::: Wpisy danych

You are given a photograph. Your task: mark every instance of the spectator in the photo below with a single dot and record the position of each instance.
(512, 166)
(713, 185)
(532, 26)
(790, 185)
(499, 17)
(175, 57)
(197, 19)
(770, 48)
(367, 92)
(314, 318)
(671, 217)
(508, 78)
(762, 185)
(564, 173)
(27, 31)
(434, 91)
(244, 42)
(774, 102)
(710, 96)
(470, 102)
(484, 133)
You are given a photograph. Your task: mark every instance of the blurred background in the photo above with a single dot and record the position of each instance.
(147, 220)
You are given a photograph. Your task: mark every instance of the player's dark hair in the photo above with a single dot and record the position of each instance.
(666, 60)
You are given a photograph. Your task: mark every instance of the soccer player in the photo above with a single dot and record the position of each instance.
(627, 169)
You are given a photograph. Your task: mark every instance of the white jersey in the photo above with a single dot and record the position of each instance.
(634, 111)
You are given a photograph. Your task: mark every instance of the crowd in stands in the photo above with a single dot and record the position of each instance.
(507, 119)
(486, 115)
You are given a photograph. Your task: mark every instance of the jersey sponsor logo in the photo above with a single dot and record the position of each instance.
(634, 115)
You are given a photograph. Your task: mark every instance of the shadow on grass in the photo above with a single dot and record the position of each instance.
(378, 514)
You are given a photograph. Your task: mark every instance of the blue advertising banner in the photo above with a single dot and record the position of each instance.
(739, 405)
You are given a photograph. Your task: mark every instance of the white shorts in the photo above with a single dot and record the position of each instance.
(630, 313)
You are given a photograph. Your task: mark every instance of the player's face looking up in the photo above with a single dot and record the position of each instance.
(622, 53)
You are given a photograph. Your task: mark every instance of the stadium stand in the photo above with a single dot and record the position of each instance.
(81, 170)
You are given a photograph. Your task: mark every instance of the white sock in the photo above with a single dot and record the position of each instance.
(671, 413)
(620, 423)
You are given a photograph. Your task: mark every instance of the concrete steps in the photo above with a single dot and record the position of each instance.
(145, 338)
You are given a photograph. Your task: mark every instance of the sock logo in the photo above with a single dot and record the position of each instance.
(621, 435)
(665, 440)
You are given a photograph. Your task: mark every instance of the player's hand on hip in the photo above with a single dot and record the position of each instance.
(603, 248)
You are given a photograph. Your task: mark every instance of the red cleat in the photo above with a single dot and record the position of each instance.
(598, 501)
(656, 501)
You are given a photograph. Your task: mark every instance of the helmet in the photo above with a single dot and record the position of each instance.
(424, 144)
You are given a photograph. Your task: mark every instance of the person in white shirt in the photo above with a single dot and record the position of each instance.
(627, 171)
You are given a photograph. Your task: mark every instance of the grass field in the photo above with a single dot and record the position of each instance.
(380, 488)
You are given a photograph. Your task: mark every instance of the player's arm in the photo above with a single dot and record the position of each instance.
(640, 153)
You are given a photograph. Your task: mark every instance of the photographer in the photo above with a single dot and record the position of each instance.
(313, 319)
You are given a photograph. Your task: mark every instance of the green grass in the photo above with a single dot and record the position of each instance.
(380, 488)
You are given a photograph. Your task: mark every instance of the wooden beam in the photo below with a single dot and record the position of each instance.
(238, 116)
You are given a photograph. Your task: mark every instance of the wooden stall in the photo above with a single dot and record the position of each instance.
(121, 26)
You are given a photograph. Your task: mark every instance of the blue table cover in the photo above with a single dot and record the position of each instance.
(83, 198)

::::::

### Szczegóły zadania
Podmień we wszystkich rekordach „single dot” na „single point”, a resztę tekstu przepisz bez żadnych zmian.

### Wynik zadania
You are given a photograph. Your task: mark every instance of the spectator in the photo below with a single point and record the position of each instance.
(512, 166)
(713, 185)
(532, 26)
(790, 185)
(499, 17)
(175, 57)
(197, 19)
(770, 48)
(367, 92)
(314, 318)
(671, 217)
(508, 78)
(762, 185)
(564, 173)
(27, 31)
(434, 91)
(244, 42)
(774, 102)
(710, 96)
(470, 102)
(484, 133)
You are given a photograph. Your task: mark every instance of the blurred background in the photo above with a single point and record the position of each instance.
(147, 220)
You are given a photograph. Your task: mark every instance of the player's dark hair in the photo above with a single point and record the position of each instance.
(666, 60)
You are given a photograph. Your task: mark every instance of the soccer player in the photo above with a single point and record the position of each instance.
(627, 169)
You are given a photograph. Your task: mark every instance of the white jersey in the photo above with a single point and record the position of each instance.
(634, 111)
You are given a photograph. Your task: mark every instance of the crowd in stands in the photo above with a single point and record the position of each instance.
(507, 119)
(486, 115)
You are given a photograph. Your task: mark every instance of the jersey sponsor logo in the photo above with a single point and record the position of each instance.
(634, 115)
You are given a photograph. Your task: mark every instance of the shadow on grass in the photo above with a single point and record the position of each instance.
(378, 514)
You are given a photograph. Your task: mark every instance of the blue advertising banner in the photo above with a single point and record the position of each instance.
(739, 405)
You are given a photograph. Your task: mark every instance of the white shorts in the photo above with a single point and record the position of each instance.
(630, 313)
You are given a photograph. Your task: mark every instance of the player's face looking up in the photo above with a single point and record the position of each instance.
(622, 53)
You are given a photograph. Your task: mark every instance of the stadium stand in the photo above with a single point and record the position of each instance.
(81, 170)
You are given a photograph. Your task: mark every instance of the white sock in the photo above with a single point and record the position of each instance.
(671, 413)
(620, 423)
You are given a photograph. Your task: mark every instance of the concrete steps in the photo above with a single point and record the position of each instance.
(145, 338)
You are given a photograph. Your task: mark every instance of the sock logo in the photo above with a single point and record the position of each instance.
(621, 435)
(665, 440)
You are given a photograph. Your task: mark every instance of the player's hand on hip in the photo above with a single point and record the position of each instance.
(603, 248)
You are given a photograph. Your task: mark every instance of the red cleat in the photo above with a single point and record the position of each instance.
(598, 501)
(656, 501)
You are given a photograph. Your task: mark every instance of the helmet in the photo above with a single point and record the position of each instance.
(424, 144)
You are given a photograph. Your task: mark every instance of the person in white shirt in the photo above with a single point and record the position of each instance.
(627, 171)
You are given a photograph. Your task: mark every instance of the grass field in the photo above with a single point and record the position of each instance.
(380, 488)
You are given a photograph. Your task: mark every instance of the player's arm in the photo above with a single point and record the position of each instance.
(640, 153)
You are given a photograph. Your task: mark every instance of the photographer in the photo above with a single point and record the position of each instance.
(313, 319)
You are given a photograph. Your task: mark every instance of the green grass in the photo above with a single point and record the position of each instance.
(380, 488)
You are given a photograph. Your task: mark every instance of the wooden beam in the photo below with a single point and record the position of each instance.
(238, 116)
You are given a photograph. Your task: mark every instance of the wooden stall in the photo above with a single point and record the position of each instance.
(121, 26)
You are given a photograph. Your task: mark every instance of the blue table cover in the photo above with a single point and record the position of each instance.
(83, 198)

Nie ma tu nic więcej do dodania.